TASK REQUIREMENTS:
Turn each line of the material below into a row of a Markdown table with the columns Row and Line. Number the rows, skip blank lines, and leave out the pictures.

[Object position labeling entries]
----
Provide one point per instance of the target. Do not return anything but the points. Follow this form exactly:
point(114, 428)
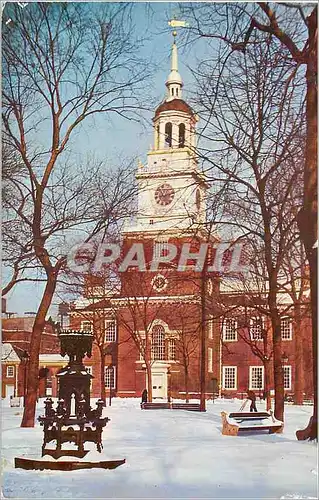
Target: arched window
point(168, 134)
point(158, 342)
point(171, 349)
point(181, 136)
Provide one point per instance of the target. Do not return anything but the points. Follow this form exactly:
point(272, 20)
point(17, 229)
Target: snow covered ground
point(170, 454)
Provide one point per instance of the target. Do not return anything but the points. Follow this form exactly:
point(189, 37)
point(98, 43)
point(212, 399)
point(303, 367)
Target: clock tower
point(171, 187)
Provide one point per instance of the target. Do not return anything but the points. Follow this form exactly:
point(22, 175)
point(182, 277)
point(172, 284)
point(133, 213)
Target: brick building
point(16, 336)
point(157, 314)
point(150, 328)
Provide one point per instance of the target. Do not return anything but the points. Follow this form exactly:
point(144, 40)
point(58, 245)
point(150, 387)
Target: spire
point(174, 81)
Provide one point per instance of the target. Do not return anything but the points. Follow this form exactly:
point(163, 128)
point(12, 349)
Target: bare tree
point(257, 143)
point(294, 28)
point(62, 63)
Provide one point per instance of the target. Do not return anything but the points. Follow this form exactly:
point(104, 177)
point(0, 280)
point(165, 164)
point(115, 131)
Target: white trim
point(210, 328)
point(210, 359)
point(107, 368)
point(223, 380)
point(290, 327)
point(87, 321)
point(224, 324)
point(106, 323)
point(7, 371)
point(251, 368)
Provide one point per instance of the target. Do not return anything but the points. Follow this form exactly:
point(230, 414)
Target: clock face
point(164, 194)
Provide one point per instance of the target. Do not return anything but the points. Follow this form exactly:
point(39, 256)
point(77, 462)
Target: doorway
point(158, 385)
point(9, 390)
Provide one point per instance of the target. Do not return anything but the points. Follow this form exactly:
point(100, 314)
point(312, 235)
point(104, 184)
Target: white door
point(158, 385)
point(9, 390)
----
ANSWER TO THIS TASK:
| Row | Line |
|---|---|
| 1 | Provide one point per instance of the target. Do not return anything but the points. Follow this form exactly: |
| 2 | point(114, 428) |
| 3 | Target: arched window |
| 4 | point(168, 134) |
| 5 | point(158, 342) |
| 6 | point(171, 349) |
| 7 | point(181, 136) |
| 8 | Provide one point per instance of the target. Do not return anything but the points. Follow this form exactly: |
| 9 | point(272, 20) |
| 10 | point(17, 229) |
| 11 | Target: snow covered ground |
| 12 | point(170, 454) |
| 13 | Provide one point per instance of the target. Do not return anything but the points. Follow this form exactly: |
| 14 | point(189, 37) |
| 15 | point(98, 43) |
| 16 | point(212, 399) |
| 17 | point(303, 367) |
| 18 | Target: clock tower |
| 19 | point(171, 187) |
| 20 | Provide one point per instance of the target. Do not return anything but the points. Follow this form exactly: |
| 21 | point(22, 175) |
| 22 | point(182, 277) |
| 23 | point(172, 284) |
| 24 | point(133, 213) |
| 25 | Target: brick building |
| 26 | point(16, 336) |
| 27 | point(157, 314) |
| 28 | point(150, 328) |
| 29 | Provide one point per instance of the target. Do not return anything but the points. Follow this form exactly: |
| 30 | point(144, 40) |
| 31 | point(58, 245) |
| 32 | point(150, 387) |
| 33 | Target: spire |
| 34 | point(174, 81) |
| 35 | Provide one point per instance of the target. Do not return anything but the points. Follow this form exactly: |
| 36 | point(163, 128) |
| 37 | point(12, 349) |
| 38 | Target: bare tree |
| 39 | point(257, 143) |
| 40 | point(294, 28) |
| 41 | point(62, 63) |
| 42 | Provide one point per instance of the target. Do not return anything but the points. Follow this form exactly: |
| 43 | point(104, 177) |
| 44 | point(0, 280) |
| 45 | point(165, 164) |
| 46 | point(115, 131) |
| 47 | Target: white trim |
| 48 | point(210, 328) |
| 49 | point(210, 359) |
| 50 | point(107, 368) |
| 51 | point(223, 380) |
| 52 | point(290, 327) |
| 53 | point(87, 321) |
| 54 | point(224, 324) |
| 55 | point(106, 323) |
| 56 | point(7, 371) |
| 57 | point(251, 368) |
| 58 | Provide one point per instance of the target. Do not return anything but the points. Follow this form exactly: |
| 59 | point(230, 414) |
| 60 | Target: clock face |
| 61 | point(164, 194) |
| 62 | Provide one point per instance of the target. Do not return anything but the points. Follow this form exactly: |
| 63 | point(39, 256) |
| 64 | point(77, 462) |
| 65 | Target: doorway |
| 66 | point(158, 385) |
| 67 | point(9, 390) |
| 68 | Provide one point per instance of the target. Do not return anything but the points. Follow this form exactly: |
| 69 | point(100, 314) |
| 70 | point(312, 235) |
| 71 | point(104, 184) |
| 72 | Target: white door |
| 73 | point(158, 385) |
| 74 | point(9, 390) |